Everything is Illuminated, All the Time

The earth at night as viewed from a space, in a composite image from NASA.

The world is not as dark as it used to be. Streetlights, parking lot security lights, office building lights, and neon signs shine all through the night. Light pollution can come directly from light bulbs, or it can bounce off of dust and water droplets in the air, creating a bright haze called skyglow. This 24-7 illumination can be seen from space, and it has negative effects on humans and wildlife. But there are ways to dim the lights and reduce their effects—and save energy in the process.

Astronomers have long aware of the problems associated with nighttime illumination—it makes stars disappear. Big telescopes are built away from big cities for this reason, although bright lights have a way of encroaching. QUEST blogger Ben Burress talks about light pollution and astronomy here and here.

Non-astronomers are affected by nighttime lighting, too; exposure to light at night affects our circadian rhythm, the 24-hour cycle deep inside our bodies. Seeing light at night can cause sleep disorders. And long-term exposure to light at night has been linked to breast cancer, because light inhibits the production of melatonin, which slows the growth of cancer cells.


Exposure to light affects animals, too. Anyone who has sat next to a porch light on a summer evening knows that moths are drawn to light—along with a multitude of other insects. Outdoor lights disturb insects’ nighttime navigation, and affect their feeding and mating. Lizards are often found feeding on the tasty insect snacks that gather around lights. Often, these lizards are not normally nocturnal—staying up at night gives them access to a “night-light niche” and an abundant food source. It also creates the opportunity for interactions between animals that would never meet in the dark conditions of previous centuries. Some lizards get a double benefit, basking in the warmth given off by artificial lights (incandescent lights are really inefficient; most of the energy they use goes to producing heat, not light).

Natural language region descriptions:
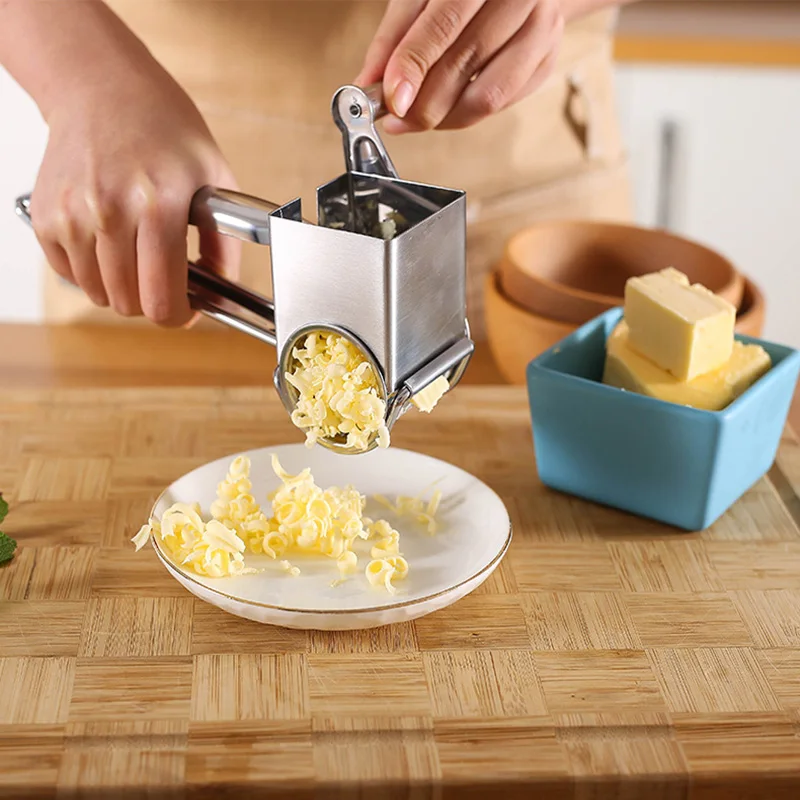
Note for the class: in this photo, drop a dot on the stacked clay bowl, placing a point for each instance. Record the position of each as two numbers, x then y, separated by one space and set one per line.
555 276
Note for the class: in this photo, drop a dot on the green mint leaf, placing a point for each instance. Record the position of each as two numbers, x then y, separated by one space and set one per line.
7 544
7 548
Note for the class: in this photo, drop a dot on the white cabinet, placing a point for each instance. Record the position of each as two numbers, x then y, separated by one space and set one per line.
23 136
715 156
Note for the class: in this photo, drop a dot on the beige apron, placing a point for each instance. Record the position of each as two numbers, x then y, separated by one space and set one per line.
263 72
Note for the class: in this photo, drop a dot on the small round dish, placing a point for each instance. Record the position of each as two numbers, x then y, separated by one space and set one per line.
474 535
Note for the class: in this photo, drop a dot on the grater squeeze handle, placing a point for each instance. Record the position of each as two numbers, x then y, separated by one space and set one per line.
246 218
232 214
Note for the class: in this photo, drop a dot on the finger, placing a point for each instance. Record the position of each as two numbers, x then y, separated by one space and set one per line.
45 228
428 39
483 38
116 255
80 245
397 19
162 262
518 69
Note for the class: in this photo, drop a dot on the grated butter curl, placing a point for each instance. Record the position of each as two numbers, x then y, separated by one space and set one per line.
338 392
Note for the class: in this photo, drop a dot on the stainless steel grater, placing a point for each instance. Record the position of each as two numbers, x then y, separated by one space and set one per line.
385 266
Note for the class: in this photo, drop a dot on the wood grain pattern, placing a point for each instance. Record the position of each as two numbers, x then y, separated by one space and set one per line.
608 656
689 49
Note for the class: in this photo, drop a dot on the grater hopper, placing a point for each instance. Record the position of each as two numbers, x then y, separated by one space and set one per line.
384 267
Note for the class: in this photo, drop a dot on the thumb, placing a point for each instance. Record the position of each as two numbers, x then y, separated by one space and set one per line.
220 254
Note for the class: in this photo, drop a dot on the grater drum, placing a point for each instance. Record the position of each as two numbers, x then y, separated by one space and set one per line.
385 267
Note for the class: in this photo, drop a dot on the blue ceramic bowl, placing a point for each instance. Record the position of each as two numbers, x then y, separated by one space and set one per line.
678 465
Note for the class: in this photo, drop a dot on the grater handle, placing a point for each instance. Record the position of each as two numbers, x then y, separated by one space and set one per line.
355 111
232 214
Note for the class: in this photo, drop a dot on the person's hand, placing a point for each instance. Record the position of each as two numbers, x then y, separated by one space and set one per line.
451 63
111 203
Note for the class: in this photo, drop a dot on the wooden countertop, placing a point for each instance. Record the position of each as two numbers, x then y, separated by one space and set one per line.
607 657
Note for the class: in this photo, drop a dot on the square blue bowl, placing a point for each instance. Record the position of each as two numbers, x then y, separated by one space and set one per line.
681 466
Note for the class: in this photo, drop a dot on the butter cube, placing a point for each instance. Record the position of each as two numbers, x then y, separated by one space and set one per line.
684 329
627 369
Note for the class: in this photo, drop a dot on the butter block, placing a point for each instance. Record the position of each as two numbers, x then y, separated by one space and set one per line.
684 329
627 369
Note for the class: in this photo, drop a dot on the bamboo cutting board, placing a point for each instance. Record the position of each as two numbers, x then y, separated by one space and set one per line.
607 657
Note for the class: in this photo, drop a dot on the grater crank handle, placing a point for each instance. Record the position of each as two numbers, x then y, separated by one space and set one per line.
355 111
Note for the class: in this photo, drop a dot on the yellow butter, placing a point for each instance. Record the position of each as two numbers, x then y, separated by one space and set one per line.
685 329
627 369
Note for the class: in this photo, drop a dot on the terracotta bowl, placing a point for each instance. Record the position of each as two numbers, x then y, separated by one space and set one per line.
750 319
517 336
572 271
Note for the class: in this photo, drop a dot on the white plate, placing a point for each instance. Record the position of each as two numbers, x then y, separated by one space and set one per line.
474 535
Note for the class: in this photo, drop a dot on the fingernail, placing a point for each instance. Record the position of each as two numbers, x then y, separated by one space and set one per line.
393 126
402 98
192 322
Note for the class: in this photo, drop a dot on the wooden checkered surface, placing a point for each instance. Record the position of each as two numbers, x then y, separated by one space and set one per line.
607 655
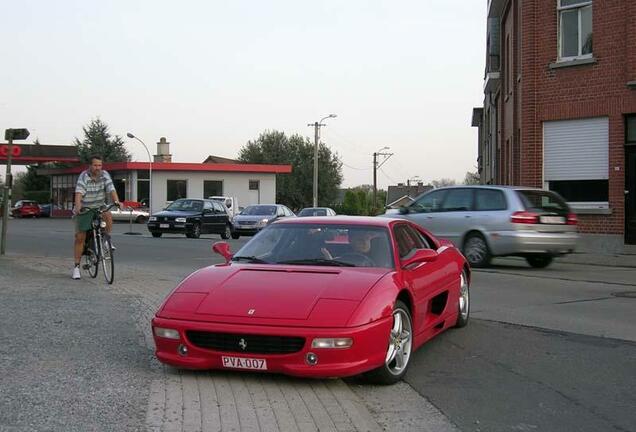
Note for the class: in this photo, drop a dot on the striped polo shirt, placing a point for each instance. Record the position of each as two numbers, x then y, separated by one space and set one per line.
94 191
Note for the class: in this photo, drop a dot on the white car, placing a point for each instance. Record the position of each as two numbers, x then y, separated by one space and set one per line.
125 214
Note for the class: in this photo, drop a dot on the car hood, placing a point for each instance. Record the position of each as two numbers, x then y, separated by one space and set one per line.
271 294
253 217
177 213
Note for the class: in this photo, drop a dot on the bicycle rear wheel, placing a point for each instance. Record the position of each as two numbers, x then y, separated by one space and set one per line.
90 262
108 263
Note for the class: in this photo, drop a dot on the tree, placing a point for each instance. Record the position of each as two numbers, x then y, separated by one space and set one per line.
98 140
472 178
443 182
296 189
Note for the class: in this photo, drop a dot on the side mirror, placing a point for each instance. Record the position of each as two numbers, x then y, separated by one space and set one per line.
420 256
223 249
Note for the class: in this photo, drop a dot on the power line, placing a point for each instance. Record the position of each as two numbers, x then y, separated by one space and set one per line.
359 169
387 176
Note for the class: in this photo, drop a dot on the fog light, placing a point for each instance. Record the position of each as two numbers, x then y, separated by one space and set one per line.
311 359
167 333
332 343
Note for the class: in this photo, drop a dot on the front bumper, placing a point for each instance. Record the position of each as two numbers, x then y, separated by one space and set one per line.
532 242
172 227
367 352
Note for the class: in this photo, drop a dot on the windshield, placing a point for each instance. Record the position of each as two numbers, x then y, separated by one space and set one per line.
542 201
313 212
320 244
186 205
259 211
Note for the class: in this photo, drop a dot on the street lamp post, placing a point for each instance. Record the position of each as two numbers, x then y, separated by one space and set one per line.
317 126
131 136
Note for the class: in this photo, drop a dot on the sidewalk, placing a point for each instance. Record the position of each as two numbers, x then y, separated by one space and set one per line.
218 400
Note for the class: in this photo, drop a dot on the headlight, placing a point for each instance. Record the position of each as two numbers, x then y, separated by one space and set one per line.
332 343
167 333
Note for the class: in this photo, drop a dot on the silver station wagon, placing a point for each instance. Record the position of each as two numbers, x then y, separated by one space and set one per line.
489 221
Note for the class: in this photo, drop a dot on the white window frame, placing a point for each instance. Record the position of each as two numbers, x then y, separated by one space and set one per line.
579 6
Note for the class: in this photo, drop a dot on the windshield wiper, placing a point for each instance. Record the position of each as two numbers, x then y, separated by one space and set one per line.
317 261
251 259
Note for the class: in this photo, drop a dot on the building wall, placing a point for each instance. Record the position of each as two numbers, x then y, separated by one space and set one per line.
234 184
590 90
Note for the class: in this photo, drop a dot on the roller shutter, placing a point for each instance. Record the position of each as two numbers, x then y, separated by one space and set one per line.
576 149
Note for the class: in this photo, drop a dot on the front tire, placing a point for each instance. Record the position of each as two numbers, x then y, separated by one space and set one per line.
108 263
539 261
476 250
463 305
398 353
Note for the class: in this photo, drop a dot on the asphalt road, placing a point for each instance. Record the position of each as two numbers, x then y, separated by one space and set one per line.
548 350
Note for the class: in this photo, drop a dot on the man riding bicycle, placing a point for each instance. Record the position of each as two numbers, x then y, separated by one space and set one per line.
93 186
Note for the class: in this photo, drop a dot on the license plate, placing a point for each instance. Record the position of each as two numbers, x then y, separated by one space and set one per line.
559 220
244 363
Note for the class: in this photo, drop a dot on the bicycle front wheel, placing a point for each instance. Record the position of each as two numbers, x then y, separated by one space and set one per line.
108 263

### Exercise description
Reproduce the part of the light pollution article that runs from "Astronomers have long" down to "of cancer cells.". These entries have no connection to the article on light pollution.

### Written answer
Astronomers have long aware of the problems associated with nighttime illumination—it makes stars disappear. Big telescopes are built away from big cities for this reason, although bright lights have a way of encroaching. QUEST blogger Ben Burress talks about light pollution and astronomy here and here.

Non-astronomers are affected by nighttime lighting, too; exposure to light at night affects our circadian rhythm, the 24-hour cycle deep inside our bodies. Seeing light at night can cause sleep disorders. And long-term exposure to light at night has been linked to breast cancer, because light inhibits the production of melatonin, which slows the growth of cancer cells.